## Extracted material
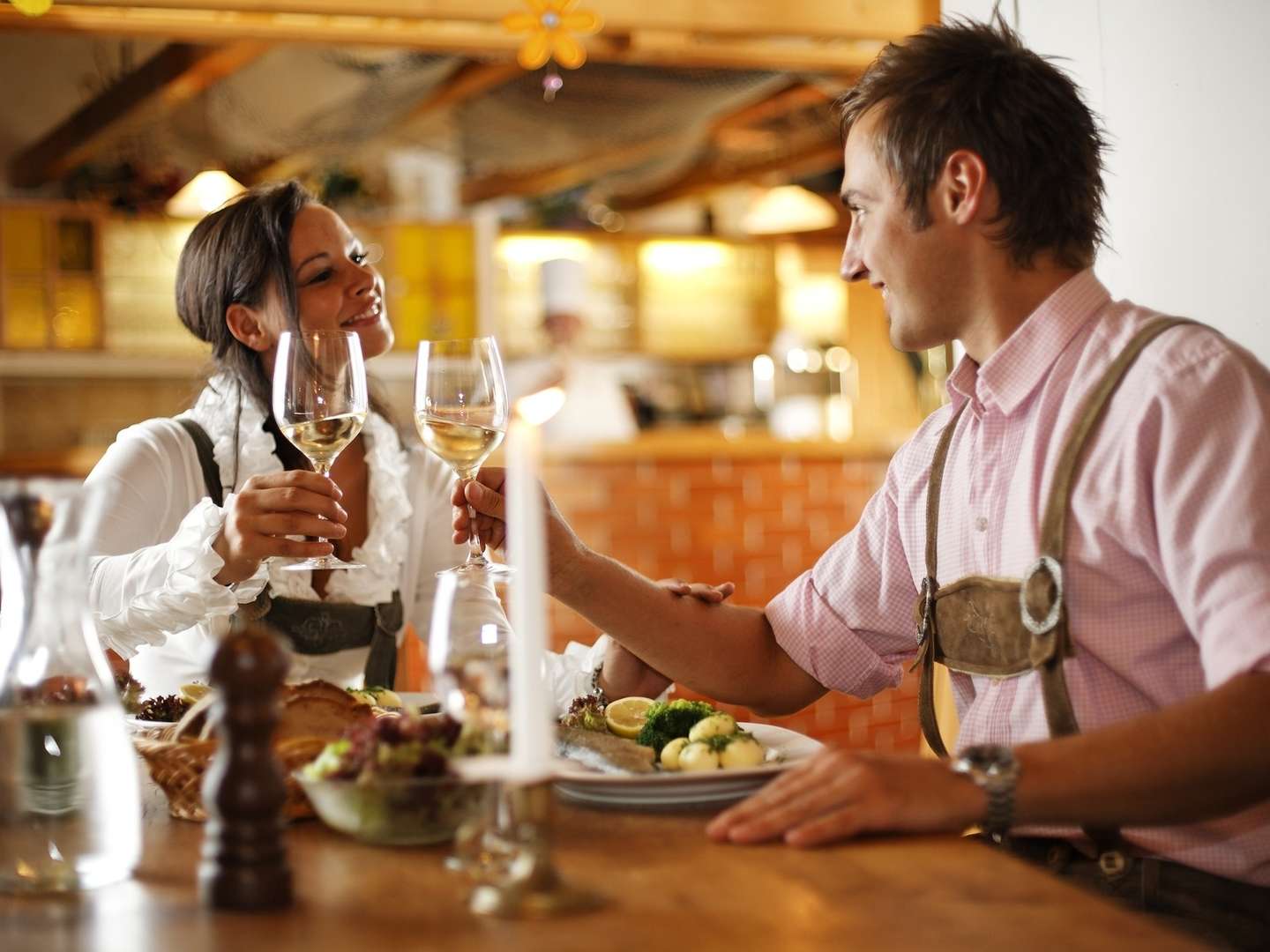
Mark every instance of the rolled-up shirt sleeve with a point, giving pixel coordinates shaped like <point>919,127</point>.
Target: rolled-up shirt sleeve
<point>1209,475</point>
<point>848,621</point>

--

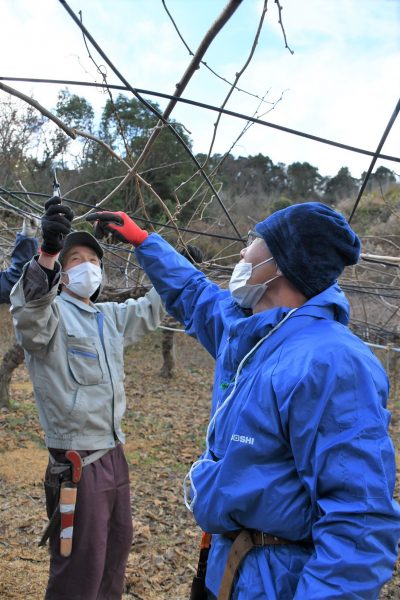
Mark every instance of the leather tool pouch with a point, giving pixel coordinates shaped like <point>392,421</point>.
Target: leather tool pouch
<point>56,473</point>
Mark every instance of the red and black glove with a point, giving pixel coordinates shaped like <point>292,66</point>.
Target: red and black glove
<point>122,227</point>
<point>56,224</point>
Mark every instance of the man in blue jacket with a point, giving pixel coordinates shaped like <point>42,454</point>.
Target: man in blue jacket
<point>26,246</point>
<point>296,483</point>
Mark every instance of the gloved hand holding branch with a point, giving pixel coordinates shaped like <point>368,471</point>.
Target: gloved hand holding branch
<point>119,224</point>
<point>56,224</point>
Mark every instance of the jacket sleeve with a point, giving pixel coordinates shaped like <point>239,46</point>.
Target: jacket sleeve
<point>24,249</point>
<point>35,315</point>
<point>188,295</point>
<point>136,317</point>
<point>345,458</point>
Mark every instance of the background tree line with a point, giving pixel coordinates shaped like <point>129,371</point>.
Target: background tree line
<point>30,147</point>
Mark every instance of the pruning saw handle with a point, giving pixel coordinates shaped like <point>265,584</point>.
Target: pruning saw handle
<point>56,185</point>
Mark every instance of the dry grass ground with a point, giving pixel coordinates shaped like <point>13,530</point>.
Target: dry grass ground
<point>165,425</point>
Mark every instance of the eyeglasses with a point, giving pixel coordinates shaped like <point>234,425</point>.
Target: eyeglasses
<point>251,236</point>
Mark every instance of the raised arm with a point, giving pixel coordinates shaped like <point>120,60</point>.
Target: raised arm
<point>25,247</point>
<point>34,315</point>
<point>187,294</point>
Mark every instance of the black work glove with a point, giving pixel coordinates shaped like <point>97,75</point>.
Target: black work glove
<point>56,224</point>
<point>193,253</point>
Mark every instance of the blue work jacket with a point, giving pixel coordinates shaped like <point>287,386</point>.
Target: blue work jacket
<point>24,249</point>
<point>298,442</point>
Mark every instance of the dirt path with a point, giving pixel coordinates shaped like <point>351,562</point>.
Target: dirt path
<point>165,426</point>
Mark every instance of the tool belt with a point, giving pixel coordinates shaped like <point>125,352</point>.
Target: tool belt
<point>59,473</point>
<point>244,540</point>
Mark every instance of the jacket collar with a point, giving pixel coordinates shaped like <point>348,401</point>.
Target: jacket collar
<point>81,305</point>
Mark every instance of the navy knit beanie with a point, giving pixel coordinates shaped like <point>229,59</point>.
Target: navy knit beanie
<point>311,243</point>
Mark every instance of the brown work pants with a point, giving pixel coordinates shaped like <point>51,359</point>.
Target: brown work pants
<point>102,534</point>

## What is asked
Copy out the records verbatim, covering the stretch from the line containing "Mark every instance of the blue" through the line containing "<point>102,534</point>", both included, and only those lines.

## Correct answer
Mark every instance of the blue work jacket with a point, giving pixel coordinates shaped like <point>287,386</point>.
Target: blue work jacket
<point>24,249</point>
<point>298,442</point>
Mark every instance of the dirt path with a point, giving pixel coordinates shaped like <point>351,562</point>.
Target: dirt path
<point>165,426</point>
Mark every instance of the tool belt with a point, giving pixel coordinates shaped like <point>125,352</point>.
Target: tool belt
<point>59,473</point>
<point>244,540</point>
Mark every instance of the jacket collar with a point, giving pixel coordinates shaped like <point>348,401</point>.
Target: jacket collar
<point>81,305</point>
Mark every instance of the navy knit beanie with a point, giving pixel coordinates shaped like <point>229,59</point>.
Target: navy knit beanie
<point>311,243</point>
Mark every instance of the brown work pants with a point, giving pixel coordinates shaped like <point>51,359</point>.
Target: brown work pants
<point>102,534</point>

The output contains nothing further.